━━━ SUPPLIED MATERIAL ━━━

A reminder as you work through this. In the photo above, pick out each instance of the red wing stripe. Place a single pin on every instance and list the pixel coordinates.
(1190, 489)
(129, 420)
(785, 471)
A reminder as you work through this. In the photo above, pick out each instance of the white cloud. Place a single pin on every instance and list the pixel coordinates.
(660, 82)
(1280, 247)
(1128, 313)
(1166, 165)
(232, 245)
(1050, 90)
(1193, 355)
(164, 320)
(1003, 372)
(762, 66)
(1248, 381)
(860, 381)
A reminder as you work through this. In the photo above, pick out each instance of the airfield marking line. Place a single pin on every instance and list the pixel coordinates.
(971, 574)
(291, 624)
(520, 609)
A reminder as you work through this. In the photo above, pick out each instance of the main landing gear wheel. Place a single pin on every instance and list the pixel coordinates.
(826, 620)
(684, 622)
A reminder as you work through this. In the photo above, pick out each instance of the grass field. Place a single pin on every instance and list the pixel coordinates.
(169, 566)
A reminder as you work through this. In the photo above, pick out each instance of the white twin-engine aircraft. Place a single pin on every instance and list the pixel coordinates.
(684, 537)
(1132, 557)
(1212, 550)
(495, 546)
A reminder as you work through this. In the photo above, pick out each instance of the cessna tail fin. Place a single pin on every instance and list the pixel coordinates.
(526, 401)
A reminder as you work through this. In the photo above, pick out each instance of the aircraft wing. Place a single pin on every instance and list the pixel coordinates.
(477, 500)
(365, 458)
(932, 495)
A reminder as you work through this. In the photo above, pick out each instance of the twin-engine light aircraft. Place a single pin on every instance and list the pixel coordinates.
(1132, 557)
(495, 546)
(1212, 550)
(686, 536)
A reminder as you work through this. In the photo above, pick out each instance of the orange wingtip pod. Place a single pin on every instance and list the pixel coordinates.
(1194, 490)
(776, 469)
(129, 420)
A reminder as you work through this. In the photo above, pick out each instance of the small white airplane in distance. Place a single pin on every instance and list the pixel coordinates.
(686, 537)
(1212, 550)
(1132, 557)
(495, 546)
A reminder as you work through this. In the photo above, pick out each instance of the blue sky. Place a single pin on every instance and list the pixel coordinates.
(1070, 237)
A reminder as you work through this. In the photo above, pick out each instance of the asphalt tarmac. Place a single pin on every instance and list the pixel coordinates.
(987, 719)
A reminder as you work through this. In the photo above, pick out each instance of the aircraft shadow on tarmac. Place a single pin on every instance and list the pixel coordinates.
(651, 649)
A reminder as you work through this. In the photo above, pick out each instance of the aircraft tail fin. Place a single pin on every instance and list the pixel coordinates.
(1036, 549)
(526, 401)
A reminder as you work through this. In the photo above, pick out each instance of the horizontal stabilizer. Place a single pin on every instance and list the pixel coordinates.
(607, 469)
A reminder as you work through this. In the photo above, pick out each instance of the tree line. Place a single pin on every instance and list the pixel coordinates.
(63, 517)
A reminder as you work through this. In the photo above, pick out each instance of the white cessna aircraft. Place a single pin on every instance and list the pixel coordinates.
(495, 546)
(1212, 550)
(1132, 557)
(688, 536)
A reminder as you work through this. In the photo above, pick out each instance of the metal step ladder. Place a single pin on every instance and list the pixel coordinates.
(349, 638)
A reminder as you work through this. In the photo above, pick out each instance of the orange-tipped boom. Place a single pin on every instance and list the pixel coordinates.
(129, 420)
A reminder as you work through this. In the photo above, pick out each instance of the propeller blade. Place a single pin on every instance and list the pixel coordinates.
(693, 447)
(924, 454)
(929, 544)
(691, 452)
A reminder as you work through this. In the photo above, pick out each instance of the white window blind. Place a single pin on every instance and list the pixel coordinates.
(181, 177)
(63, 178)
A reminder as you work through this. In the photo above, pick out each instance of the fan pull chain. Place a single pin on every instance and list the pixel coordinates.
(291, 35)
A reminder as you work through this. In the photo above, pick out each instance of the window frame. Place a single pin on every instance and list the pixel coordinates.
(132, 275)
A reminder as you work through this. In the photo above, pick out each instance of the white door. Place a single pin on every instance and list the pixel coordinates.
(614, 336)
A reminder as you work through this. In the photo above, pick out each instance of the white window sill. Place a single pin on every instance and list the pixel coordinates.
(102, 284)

━━━

__WHAT THE TASK REQUIRES__: Output all of the material exactly as written.

__TASK RESULT__:
A reminder as you work through this. In the photo above, pick out each instance of the red wing stripe. Place a single pin on every instance and list the pixel coordinates.
(1190, 489)
(129, 420)
(785, 471)
A reminder as you work through this. In the photo above, pick out each instance of the white cloud. Place a single pin on every instance and list the pixel coordinates.
(660, 82)
(1280, 247)
(1128, 313)
(1166, 165)
(232, 245)
(1050, 90)
(1193, 355)
(164, 320)
(1003, 372)
(762, 66)
(1248, 381)
(860, 381)
A reminder as you work through this. In the photo above, pick out each instance of the airfield marking line. Place a single pin on every instance and list the pixel coordinates.
(971, 574)
(291, 624)
(520, 609)
A reminder as you work through this. In the photo above, pick out each instance of the main landing gear wheel. Place a single pin on every instance and list the pixel coordinates.
(826, 620)
(684, 622)
A reminder as you work through this. In the photo above, pick out each instance of the grass field. Place a single pin on every instance and list the pixel coordinates.
(169, 566)
A reminder as you work through this. In the photo above, pick out each instance of the white twin-engine aircraft. Place a single pin on every instance and list the pixel coordinates.
(684, 537)
(1132, 557)
(1212, 550)
(495, 546)
A reminder as you work through this. In the photo above, pick out each instance of the cessna tail fin. Place a single pin on every instance and list the pixel coordinates.
(526, 401)
A reminder as you work through this. In the photo above, pick out each instance of the aircraft wing. Place a single pin on every instance and list the pixel coordinates.
(477, 500)
(365, 458)
(932, 495)
A reminder as you work through this. In the photo above, pick out each instance of the twin-engine light aircraft. Place a single pin on every instance and list the pixel coordinates.
(1132, 557)
(495, 546)
(1212, 550)
(686, 536)
A reminder as you work through this. In the photo above, pick out each instance of the orange wingtip pod. Place a single pin on every instance and list the pixel coordinates.
(1194, 490)
(776, 469)
(129, 420)
A reminder as you work through this. In the photo above, pick out each instance of the small white airplane in distance. Place a single pin on every instance and list the pixel coordinates.
(686, 537)
(1212, 550)
(1132, 557)
(495, 546)
A reminder as you work through this. In the photo above, pick out each instance of the blue sky. Place a single pin on every instance and list the pixel coordinates.
(1070, 237)
A reminder as you work through this. In the photo above, pick out each instance of the asphalt tarmac. Place a single pin on every instance and list the pixel coordinates.
(987, 719)
A reminder as you work through this. In the photo above, pick out each instance of the aircraft shadow on tarmac. Place a single pin on every instance and list the pixel coordinates.
(651, 649)
A reminder as you work through this. In the photo above, pick out each instance of the aircraft tail fin. Place a single pin on every instance and list the pixel coordinates.
(1036, 549)
(526, 401)
A reminder as you work through this. In the photo above, pick out each instance of the horizontal stabilizer. Place a single pin on every instance and list the pixel coordinates.
(607, 469)
A reminder as you work through this. In the photo above, pick out each instance of the tree line. Place a single pin on every instance and list the pixel coordinates.
(63, 517)
A reminder as you work through this. In the photo above, pick out each instance of the white cessna aircraft. Place a single pin on every instance and list the pixel coordinates.
(495, 546)
(1212, 550)
(1132, 557)
(688, 536)
A reminder as you work through this. In the photo above, pick out each instance of the metal step ladder. Place a single pin on every instance and list the pixel coordinates.
(349, 638)
A reminder as you work through this. In the photo above, pick out each instance of the orange-tipped boom. Place a single pin on every instance and list the pixel coordinates.
(129, 420)
A reminder as you work through this. In the photo above, pick out each instance of the propeller blade. Place a single pin on every instance and list the pixel coordinates.
(693, 447)
(924, 454)
(929, 544)
(691, 452)
A reminder as you work through this. In the photo above, pick out each instance of the white window blind. Place a single pin on every instance and list the pixel coordinates.
(181, 177)
(63, 178)
A reminder as you work through this. In the photo above, pick out each instance of the fan pull chain. Place a single pin on every instance and list the pixel coordinates.
(291, 35)
A reminder as you work through this. In the photo above, pick out each instance of the window frame. Place a single pin on every instance and list the pixel coordinates.
(132, 275)
A reminder as you work through this. In the photo above, pick out each instance of the white door. Place a single pin on every instance and list the pixel coordinates.
(614, 336)
A reminder as you work through this. In the photo above, pick out each instance of the white window sill. Place a single pin on every instance and list the pixel coordinates.
(102, 284)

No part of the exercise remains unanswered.